### [Written instruction]
How many lines in the material below contain the string "metal"? Give only the number.

[Stored dataset items]
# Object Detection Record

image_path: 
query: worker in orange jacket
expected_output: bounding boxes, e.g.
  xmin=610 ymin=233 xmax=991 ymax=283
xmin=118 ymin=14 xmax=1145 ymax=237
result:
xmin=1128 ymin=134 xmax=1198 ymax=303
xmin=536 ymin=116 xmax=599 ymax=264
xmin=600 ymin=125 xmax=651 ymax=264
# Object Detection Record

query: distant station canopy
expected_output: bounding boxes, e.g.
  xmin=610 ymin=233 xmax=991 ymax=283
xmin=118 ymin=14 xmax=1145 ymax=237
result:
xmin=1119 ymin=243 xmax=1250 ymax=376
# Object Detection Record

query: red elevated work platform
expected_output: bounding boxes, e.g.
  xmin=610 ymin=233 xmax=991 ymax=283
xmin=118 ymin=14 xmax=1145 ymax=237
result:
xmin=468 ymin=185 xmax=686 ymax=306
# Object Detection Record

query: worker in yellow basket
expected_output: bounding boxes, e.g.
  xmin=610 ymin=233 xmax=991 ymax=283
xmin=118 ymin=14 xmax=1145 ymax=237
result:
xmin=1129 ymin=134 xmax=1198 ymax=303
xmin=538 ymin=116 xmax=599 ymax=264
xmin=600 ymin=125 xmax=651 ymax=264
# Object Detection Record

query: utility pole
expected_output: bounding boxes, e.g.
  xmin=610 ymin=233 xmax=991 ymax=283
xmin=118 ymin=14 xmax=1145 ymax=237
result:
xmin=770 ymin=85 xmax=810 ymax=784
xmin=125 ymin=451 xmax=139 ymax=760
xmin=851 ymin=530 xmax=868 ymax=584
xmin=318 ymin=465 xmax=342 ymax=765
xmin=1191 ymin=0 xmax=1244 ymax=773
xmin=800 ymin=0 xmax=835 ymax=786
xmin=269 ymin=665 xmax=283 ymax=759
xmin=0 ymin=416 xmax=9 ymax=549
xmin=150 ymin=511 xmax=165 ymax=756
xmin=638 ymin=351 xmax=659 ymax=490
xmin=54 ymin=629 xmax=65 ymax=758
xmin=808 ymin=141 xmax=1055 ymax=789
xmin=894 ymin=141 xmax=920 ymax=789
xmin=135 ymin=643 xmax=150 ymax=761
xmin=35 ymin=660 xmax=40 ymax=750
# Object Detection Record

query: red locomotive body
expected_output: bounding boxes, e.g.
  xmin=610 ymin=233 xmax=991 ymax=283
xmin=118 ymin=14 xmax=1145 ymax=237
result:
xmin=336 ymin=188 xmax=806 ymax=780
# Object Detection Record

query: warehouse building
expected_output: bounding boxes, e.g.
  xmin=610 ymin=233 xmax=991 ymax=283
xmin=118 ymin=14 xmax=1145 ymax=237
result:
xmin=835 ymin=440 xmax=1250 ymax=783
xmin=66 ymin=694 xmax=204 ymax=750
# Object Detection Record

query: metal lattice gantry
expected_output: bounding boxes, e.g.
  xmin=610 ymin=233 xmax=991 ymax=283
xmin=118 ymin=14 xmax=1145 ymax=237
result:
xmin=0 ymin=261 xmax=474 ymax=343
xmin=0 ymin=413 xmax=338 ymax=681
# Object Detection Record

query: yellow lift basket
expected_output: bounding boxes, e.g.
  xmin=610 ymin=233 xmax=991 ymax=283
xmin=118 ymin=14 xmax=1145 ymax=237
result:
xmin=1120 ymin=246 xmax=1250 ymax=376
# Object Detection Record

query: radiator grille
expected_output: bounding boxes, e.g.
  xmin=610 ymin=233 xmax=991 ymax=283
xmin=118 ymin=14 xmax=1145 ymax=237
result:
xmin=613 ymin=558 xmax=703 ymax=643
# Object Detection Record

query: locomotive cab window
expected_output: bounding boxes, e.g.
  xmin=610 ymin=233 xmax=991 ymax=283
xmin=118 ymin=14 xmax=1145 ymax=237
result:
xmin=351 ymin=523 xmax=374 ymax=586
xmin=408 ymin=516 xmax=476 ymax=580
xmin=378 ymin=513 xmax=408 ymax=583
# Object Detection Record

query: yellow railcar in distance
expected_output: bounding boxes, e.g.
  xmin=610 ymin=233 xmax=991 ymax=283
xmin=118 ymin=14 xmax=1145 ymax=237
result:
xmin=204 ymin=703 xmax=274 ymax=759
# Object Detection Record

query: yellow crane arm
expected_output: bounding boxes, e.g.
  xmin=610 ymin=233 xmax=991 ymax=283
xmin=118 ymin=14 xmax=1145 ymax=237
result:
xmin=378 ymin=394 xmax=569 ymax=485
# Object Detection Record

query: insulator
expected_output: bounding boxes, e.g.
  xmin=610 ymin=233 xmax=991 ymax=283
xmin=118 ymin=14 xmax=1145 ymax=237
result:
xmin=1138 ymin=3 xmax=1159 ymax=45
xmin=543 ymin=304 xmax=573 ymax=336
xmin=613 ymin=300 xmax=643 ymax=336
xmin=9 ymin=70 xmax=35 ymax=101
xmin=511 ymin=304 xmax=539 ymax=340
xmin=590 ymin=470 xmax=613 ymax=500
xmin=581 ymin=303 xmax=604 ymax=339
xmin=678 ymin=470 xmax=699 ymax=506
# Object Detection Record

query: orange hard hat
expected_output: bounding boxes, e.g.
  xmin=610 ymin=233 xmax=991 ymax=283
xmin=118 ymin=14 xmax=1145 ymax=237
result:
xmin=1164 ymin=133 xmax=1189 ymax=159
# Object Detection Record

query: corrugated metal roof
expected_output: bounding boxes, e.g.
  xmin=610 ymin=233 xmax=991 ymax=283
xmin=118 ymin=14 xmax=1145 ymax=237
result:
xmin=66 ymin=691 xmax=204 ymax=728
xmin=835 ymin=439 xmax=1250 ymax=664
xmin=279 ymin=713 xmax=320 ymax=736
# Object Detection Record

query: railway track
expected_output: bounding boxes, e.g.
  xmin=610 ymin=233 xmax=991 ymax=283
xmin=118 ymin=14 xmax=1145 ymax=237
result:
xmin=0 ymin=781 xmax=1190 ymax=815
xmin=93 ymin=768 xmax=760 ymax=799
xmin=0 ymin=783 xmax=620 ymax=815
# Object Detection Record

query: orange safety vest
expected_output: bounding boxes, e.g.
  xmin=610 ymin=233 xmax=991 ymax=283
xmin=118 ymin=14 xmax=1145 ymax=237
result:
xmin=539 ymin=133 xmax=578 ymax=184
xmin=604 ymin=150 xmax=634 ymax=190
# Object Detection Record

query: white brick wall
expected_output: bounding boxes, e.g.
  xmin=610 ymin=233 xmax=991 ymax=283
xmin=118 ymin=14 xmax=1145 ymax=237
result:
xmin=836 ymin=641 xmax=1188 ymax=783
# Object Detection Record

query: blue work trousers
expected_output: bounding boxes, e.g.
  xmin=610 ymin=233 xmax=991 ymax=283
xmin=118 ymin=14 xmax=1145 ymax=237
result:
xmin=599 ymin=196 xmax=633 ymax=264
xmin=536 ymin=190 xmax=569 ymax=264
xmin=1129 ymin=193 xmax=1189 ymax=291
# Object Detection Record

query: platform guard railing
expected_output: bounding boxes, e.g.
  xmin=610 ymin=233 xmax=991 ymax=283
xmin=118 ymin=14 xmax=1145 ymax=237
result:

### [Problem solution]
2